O mês de abril de 1939 continuou transcorrendo, num ano muito difícil.
Houve momentos de luz que só foram reconhecidos como tal muito mais tarde.
Um deles foi à chegada de Marty M., a primeira mulher a conseguir sobriedade duradoura em Alcoólicos Anônimos.
A.A. havia sido levado ao seu conhecimento de maneira forçada, quando ela estava internada no Sanatório Blythewood, em Greenwich, Connecticut. O psiquiatra Harry Tiebout, diretor médico do sanatório já estava interessado no movimento e recebeu com antecedência uma cópia do Livro Azul impressa em off-set, solicitando sua avaliação. Entregou o livro a Marty, uma mulher de 34 anos tão atraente quanto difícil. De início, ela se recusou a ler o livro, mas finalmente concordou e leu-o pulando as páginas e discutindo-o com ceticismo e desdém. "Não suporto esses Ds maiúsculos", disse."Não acredito em Deus e não quero ler um livro inteiramente sobre Deus". O pessoal do A.A. se auto-hipnotizou, disse ela a Tiebout, desafiadoramente; eram todos fanáticos. Como Tiebout continuou pressionando-a, ela decidiu ler apenas o suficiente para ter elementos e provocar uma discussão com o médico. Essa discussão intelectual continuou durante meses, até o dia em que
Marty entrou numa crise de ressentimento e fúria. Nesse momento de ódio, contava ela, viu literalmente tudo em vermelho, inclusive as páginas do livro aberto sobre sua cama. Mas recordou que, "no meio da página havia uma linha que não estava vermelha, mas de um negro azeviche, que se destacava como se tivesse sido entalhada na madeira. E a linha dizia: Não podemos viver com raiva". Foi o suficiente. Fiquei de joelhos ao lado da cama, creio que por muito tempo, porque a colcha tinha uma grande marca das minhas lágrimas. Senti algo naquele quarto, e a principal sensação era de ser livre. Eu sou livre!
Pouco depois desse incidente, Marty assistiu pela primeira vez uma reunião de A.A. Dei uma olhada no lugar e nunca havia visto tanta gente em minha vida. Havia provavelmente 30 ou 40 pessoas. Lois apareceu, abraçou-me e disse: - estávamos há muito tempo esperando por você, sabia? E queremos que desça. Venha. Nunca havia sentido tanto amor quanto o daquela mulher e segui-a escada abaixo, como um carneirinho. Ficou evidente para mim, nessa primeira noite, que Bill era um líder. O grupo com o qual eu estava e mais algumas pessoas subimos para o andar superior, ele sentou-se e começamos a fazer-lhe perguntas. Eu tinha mil perguntas a fazer. Lembro-me de Bill olhando-me e rindo enquanto dizia: - Olha, Marty estamos na noite de terça-feira; você não pode fazer tudo até a quinta. A segunda coisa que me
agradou foi ouvi-lo dizer: Devemos ter muito cuidado em evitar uma coisa: (achei que o Dr. Tiebout havia falado com ele sobre mim... quem eu era, e tudo o mais) os ressentimentos. Como é que você lida com os seus ressentimentos?

#### TAREFAS SOLICITADAS:
1. Indique se cada afirmação concorda com o trecho sobre Marty M. Responda sim ou não e cite as palavras exatas do trecho que decidem a questão. (a) Marty leu o livro com interesse desde o primeiro momento. (b) Harry Tiebout era o diretor médico do sanatório onde Marty estava internada. (c) Havia cerca de cem pessoas na primeira reunião de A.A. de que Marty participou.
2. Escreva a continuação do trecho sobre Marty M., começando logo depois da última frase.

#### DADOS FORNECIDOS:
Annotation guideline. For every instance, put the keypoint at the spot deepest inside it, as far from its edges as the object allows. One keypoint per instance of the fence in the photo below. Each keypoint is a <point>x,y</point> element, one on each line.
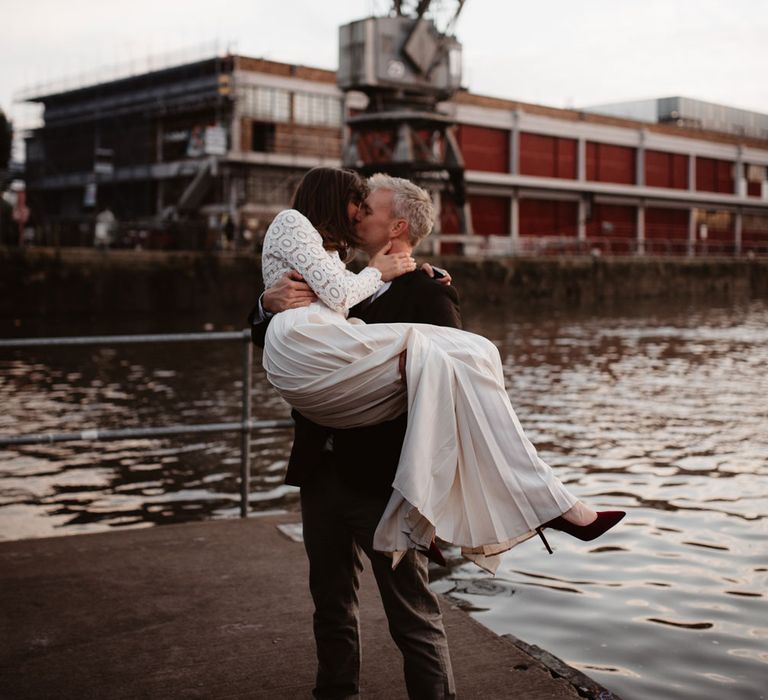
<point>244,426</point>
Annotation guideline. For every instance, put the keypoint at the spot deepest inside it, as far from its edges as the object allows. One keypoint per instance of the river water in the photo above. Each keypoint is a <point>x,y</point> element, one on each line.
<point>662,412</point>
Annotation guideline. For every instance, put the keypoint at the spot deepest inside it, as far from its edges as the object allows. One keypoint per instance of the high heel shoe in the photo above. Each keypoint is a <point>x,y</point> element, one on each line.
<point>601,524</point>
<point>435,555</point>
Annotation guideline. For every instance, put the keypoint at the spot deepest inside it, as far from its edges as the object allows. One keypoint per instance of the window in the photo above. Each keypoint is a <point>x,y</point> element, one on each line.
<point>321,110</point>
<point>269,104</point>
<point>262,137</point>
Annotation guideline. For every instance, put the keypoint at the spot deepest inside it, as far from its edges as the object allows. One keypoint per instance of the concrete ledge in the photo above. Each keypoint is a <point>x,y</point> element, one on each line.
<point>45,281</point>
<point>212,610</point>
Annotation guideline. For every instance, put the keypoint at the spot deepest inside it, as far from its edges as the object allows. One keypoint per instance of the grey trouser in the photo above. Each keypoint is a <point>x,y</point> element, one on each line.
<point>338,523</point>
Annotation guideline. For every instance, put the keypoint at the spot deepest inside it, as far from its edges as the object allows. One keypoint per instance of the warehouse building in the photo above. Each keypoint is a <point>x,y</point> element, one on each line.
<point>214,148</point>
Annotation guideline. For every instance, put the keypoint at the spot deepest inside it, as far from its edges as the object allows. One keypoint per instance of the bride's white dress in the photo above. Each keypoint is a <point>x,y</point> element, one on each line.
<point>467,471</point>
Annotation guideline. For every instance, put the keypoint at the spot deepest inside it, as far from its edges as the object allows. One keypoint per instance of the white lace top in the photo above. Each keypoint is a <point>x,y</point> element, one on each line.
<point>292,243</point>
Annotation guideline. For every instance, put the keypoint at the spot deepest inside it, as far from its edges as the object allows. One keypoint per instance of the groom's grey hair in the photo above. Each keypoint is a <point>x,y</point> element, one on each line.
<point>410,202</point>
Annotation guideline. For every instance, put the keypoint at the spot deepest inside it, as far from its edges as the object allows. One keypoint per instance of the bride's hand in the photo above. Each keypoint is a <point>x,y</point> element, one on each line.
<point>392,265</point>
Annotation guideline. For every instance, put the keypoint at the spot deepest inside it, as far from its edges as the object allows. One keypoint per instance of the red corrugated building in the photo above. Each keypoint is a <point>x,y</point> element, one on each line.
<point>539,179</point>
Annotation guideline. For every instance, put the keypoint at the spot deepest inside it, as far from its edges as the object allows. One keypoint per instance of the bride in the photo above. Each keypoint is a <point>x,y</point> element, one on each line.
<point>467,472</point>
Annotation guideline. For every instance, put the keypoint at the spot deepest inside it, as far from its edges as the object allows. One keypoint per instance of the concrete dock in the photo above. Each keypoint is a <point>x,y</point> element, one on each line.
<point>217,609</point>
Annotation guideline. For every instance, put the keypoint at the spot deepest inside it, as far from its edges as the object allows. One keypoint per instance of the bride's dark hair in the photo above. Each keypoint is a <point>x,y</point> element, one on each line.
<point>322,196</point>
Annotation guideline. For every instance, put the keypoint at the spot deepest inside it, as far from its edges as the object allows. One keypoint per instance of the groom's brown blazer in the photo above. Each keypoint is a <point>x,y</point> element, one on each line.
<point>367,457</point>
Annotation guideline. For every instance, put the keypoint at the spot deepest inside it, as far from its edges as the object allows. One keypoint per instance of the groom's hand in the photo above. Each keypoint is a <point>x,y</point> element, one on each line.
<point>436,273</point>
<point>289,292</point>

#### RESPOSTAS FORNECIDAS:
1.
(a) Não: "De início, ela se recusou a ler o livro"
(b) Sim: "O psiquiatra Harry Tiebout, diretor médico do sanatório"
(c) Não: "Havia provavelmente 30 ou 40 pessoas."

2.
Ressentimentos? - perguntei eu. Nunca tive ressentimento em minha vida!
E ele exclamou: - Não me diga! Não é possível que seja por causa da sua idade... "Eu tinha apenas 34 anos. Todos riram e me senti mal,desconcertada e muito ferida. Não sei do que estão rindo, disse. Não vejo, absolutamente, nenhuma graça. Mas Bill perguntou: - O que é que você faz, como se sente quando alguém lhe faz alguma coisa que você acha injusta, que a magoa? Ou faz uma coisa muito errada, do seu ponto de vista, que a atinge diretamente?
Sinto-me magoada, respondi. E eles observaram: - E isso não é ressentimento?
O que você acha que é? Bem, quando as pessoas me ferem desse modo, eu as evito. Simplesmente, me fecho em mim mesma, afirmei. E você percebe a quem está ferindo, não é? Perguntou Bill. Não, não sei do que está falando, retruquei. E ele disse: - Está ferindo unicamente a você mesma! Em outras
palavras, nessa noite tive a primeira lição, com Bill no papel de professor.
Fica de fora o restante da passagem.